▸ What the exercise asks
Repeat exactly the lines from the start of the records below through the line that contains "Each instance of the concrete pier", including both.

[Stored data entries]
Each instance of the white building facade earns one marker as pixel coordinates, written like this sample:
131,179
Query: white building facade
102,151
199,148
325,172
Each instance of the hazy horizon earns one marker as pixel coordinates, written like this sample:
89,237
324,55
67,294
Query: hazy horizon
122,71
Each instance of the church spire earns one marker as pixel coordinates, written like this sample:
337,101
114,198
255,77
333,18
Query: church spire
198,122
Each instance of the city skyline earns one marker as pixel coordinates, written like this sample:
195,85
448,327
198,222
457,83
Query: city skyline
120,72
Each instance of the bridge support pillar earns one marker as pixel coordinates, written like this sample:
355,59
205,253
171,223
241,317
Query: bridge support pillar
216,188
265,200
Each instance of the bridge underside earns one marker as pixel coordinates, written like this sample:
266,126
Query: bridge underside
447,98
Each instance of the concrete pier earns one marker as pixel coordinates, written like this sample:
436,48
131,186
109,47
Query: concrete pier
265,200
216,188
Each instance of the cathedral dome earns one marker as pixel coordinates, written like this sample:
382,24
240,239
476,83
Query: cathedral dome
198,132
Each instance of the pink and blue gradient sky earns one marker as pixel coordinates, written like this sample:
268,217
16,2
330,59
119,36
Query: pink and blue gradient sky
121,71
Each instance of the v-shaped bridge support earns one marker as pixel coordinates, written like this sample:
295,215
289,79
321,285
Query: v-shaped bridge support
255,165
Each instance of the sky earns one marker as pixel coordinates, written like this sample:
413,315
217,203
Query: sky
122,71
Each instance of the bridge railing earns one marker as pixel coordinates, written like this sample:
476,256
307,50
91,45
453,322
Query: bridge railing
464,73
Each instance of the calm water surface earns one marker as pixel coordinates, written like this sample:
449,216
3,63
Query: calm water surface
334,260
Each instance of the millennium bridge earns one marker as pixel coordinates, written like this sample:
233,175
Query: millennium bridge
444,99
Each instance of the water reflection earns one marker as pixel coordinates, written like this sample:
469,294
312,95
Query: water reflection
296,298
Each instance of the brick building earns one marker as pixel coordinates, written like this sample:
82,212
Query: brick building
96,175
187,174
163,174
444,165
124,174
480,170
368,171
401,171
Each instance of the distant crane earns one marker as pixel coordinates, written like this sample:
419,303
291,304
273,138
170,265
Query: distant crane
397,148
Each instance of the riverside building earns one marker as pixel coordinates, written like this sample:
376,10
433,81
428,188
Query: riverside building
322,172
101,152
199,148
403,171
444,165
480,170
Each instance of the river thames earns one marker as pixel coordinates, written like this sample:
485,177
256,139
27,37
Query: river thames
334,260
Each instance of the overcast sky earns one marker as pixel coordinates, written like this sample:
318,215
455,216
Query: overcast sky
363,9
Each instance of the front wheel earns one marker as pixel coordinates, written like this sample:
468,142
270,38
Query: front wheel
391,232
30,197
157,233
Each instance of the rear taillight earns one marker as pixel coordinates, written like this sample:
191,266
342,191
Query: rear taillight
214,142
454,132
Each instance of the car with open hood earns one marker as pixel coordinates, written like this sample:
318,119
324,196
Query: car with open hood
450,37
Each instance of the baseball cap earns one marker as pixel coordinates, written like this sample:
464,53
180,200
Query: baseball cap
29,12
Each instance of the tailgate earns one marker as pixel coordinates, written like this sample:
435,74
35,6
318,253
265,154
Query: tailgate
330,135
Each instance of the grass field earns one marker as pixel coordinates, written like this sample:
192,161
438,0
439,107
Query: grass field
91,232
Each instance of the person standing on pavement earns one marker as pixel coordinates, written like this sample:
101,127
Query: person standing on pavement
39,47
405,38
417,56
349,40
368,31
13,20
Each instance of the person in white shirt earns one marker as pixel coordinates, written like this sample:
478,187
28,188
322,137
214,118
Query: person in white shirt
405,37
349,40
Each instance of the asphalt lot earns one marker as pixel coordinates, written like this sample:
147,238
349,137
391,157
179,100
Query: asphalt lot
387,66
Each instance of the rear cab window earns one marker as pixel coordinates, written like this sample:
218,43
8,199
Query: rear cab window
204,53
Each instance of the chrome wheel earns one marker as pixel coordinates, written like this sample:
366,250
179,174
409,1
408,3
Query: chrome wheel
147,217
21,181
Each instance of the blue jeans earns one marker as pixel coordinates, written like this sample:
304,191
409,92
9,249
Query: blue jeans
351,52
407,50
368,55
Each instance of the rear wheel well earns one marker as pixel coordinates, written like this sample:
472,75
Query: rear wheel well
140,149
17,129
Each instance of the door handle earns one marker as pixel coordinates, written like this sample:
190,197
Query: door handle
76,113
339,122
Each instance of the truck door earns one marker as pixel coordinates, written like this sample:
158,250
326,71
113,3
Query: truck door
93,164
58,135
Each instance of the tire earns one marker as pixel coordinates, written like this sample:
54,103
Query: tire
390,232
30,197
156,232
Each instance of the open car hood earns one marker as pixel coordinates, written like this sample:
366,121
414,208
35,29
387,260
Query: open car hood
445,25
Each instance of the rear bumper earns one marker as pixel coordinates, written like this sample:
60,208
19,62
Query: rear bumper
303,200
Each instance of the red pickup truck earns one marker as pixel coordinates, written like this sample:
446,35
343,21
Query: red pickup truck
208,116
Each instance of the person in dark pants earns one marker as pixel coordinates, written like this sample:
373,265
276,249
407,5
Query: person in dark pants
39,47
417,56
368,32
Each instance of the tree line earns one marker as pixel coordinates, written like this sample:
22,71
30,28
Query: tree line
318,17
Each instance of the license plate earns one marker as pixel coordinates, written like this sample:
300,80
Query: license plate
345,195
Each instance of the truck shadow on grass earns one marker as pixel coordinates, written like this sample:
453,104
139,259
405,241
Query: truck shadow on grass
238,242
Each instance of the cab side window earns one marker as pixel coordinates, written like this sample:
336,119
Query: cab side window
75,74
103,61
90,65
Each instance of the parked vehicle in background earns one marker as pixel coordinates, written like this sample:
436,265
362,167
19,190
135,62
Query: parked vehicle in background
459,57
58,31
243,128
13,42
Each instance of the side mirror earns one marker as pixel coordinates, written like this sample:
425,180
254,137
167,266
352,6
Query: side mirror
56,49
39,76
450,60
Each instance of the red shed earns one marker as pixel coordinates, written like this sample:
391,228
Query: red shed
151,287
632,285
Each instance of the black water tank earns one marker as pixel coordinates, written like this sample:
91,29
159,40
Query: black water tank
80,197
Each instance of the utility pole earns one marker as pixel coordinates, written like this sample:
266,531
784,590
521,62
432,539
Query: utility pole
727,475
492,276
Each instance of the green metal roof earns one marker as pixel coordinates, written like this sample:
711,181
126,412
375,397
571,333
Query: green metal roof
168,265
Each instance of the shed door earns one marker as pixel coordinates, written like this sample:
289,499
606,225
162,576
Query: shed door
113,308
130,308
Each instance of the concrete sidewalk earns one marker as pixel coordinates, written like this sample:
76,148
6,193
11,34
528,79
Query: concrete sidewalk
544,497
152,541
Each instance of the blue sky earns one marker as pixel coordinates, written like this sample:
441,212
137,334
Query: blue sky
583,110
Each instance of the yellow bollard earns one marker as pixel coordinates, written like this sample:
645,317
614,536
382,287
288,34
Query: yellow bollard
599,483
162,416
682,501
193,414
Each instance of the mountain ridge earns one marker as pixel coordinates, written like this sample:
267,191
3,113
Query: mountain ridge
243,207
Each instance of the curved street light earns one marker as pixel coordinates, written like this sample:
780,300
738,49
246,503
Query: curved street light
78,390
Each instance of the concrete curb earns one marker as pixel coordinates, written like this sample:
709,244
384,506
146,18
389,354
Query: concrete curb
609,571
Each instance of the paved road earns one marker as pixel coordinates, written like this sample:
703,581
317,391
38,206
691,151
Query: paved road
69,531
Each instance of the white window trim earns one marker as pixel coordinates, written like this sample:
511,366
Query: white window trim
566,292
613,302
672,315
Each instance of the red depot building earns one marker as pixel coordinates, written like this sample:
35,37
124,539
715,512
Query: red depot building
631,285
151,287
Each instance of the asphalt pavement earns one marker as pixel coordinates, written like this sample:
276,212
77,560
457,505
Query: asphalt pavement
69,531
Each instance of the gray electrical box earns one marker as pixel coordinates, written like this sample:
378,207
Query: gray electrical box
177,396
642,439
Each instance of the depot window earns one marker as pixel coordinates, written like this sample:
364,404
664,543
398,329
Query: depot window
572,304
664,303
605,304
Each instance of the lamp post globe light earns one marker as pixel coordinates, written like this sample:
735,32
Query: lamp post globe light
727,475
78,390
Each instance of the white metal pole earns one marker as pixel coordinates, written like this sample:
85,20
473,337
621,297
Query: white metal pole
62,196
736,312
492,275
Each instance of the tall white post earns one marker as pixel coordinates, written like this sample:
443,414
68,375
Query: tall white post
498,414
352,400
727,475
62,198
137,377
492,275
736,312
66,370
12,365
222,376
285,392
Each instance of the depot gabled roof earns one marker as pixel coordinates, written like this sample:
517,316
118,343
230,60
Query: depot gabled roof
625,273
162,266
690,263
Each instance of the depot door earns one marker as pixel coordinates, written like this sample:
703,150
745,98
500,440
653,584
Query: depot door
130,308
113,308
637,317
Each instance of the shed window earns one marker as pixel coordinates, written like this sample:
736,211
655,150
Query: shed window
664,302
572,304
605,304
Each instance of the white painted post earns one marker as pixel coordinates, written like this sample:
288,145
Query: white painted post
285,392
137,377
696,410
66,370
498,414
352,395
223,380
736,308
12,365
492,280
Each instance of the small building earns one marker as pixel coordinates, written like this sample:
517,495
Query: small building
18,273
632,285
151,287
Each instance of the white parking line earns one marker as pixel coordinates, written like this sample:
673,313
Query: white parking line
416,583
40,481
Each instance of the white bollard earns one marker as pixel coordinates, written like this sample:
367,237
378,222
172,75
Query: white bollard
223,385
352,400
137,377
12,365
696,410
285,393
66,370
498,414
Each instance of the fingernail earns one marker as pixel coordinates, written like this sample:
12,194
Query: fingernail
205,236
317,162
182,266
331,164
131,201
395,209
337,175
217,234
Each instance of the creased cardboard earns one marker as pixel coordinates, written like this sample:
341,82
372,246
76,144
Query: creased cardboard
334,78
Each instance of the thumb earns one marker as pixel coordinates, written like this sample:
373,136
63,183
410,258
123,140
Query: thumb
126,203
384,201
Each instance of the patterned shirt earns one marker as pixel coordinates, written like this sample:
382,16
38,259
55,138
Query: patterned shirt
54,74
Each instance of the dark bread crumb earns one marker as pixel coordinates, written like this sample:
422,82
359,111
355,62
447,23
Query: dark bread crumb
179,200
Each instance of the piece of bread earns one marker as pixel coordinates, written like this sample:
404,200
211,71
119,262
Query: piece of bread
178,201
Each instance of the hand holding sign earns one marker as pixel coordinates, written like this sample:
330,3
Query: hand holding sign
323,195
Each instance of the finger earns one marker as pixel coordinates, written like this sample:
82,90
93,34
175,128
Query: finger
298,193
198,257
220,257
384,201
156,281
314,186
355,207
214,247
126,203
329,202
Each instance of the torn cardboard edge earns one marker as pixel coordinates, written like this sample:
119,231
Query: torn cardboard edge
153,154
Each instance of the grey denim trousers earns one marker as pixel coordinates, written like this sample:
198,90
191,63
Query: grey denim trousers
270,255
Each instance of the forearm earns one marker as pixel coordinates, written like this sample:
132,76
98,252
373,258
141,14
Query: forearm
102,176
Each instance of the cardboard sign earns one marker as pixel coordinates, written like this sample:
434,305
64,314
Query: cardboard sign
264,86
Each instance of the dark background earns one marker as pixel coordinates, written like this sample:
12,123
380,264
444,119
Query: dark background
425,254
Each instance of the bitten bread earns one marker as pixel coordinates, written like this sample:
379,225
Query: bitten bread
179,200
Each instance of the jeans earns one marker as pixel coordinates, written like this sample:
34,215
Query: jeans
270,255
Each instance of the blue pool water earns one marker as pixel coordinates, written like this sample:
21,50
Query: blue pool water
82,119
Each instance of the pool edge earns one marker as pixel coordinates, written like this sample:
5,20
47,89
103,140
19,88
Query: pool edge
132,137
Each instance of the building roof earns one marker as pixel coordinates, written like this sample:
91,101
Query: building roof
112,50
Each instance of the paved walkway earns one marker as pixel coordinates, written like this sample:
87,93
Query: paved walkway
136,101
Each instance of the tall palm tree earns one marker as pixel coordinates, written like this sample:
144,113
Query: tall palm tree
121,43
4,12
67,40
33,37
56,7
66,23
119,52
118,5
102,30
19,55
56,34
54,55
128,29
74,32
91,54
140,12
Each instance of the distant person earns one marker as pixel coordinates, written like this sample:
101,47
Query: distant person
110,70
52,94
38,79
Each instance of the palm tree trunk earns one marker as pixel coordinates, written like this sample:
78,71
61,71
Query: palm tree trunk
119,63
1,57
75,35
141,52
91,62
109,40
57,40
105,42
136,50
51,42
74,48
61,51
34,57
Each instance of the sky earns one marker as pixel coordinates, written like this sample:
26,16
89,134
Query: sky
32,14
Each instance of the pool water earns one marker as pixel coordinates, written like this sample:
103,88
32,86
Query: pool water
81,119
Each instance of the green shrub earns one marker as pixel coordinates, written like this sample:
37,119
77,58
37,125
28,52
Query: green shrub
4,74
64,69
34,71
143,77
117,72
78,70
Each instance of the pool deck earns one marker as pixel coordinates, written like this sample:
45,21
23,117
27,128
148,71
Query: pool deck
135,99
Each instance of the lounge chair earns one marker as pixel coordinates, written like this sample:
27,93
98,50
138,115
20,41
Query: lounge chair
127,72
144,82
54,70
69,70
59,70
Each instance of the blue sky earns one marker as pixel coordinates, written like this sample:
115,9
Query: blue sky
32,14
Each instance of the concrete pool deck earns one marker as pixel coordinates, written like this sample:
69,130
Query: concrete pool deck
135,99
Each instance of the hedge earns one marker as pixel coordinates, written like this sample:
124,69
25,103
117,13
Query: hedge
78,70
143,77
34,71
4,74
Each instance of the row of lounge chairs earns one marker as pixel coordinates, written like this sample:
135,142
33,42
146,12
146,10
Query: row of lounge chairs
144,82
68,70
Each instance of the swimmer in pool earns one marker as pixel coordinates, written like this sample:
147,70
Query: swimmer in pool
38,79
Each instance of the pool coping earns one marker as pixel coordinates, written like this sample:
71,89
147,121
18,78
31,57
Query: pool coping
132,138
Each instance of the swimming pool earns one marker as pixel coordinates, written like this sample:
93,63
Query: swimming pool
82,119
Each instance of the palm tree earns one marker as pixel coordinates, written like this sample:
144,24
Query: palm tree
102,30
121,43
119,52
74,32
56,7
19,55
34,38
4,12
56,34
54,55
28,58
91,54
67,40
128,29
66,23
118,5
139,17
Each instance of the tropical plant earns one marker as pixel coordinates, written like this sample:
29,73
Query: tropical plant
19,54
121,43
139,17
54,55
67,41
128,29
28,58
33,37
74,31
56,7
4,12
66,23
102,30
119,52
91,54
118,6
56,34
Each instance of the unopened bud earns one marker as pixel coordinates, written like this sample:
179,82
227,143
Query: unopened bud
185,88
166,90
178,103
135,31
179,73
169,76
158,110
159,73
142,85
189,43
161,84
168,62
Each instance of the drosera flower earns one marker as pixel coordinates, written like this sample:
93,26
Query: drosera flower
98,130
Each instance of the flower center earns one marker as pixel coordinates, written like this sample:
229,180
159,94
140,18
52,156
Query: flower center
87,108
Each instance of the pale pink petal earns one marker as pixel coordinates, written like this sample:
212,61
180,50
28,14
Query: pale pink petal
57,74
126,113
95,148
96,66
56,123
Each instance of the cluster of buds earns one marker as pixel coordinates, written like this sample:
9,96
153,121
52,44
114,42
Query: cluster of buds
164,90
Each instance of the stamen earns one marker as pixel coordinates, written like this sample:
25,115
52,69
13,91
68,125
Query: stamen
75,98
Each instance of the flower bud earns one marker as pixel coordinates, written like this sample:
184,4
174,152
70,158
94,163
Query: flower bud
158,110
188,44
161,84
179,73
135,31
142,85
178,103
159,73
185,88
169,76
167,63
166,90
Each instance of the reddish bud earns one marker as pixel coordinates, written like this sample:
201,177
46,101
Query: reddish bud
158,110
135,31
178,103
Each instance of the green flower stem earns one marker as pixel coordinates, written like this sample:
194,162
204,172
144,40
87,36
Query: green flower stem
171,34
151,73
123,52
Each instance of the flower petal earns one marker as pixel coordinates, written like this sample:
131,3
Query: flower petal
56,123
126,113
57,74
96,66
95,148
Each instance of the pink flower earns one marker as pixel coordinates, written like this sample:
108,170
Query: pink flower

▸ Reply
Each instance of the white building facade earns one marker as pixel coordinates, written like this sample:
131,179
Query: white building facade
102,151
199,148
325,172
Each instance of the hazy horizon earns one marker as pixel coordinates, written like this sample:
89,237
324,55
67,294
Query: hazy horizon
122,71
Each instance of the church spire earns one marker as pixel coordinates, written like this sample:
337,101
114,198
255,77
333,18
Query: church spire
198,122
Each instance of the city skyline earns one marker as pixel coordinates, written like this sample:
195,85
448,327
198,222
457,83
Query: city skyline
120,72
Each instance of the bridge support pillar earns one marker as pixel coordinates, written like this sample:
355,59
205,253
171,223
241,317
Query: bridge support pillar
216,188
265,200
Each instance of the bridge underside earns one marker as pixel coordinates, written like this sample:
266,126
Query: bridge underside
447,98
Each instance of the concrete pier earns one marker as pixel coordinates, written like this sample:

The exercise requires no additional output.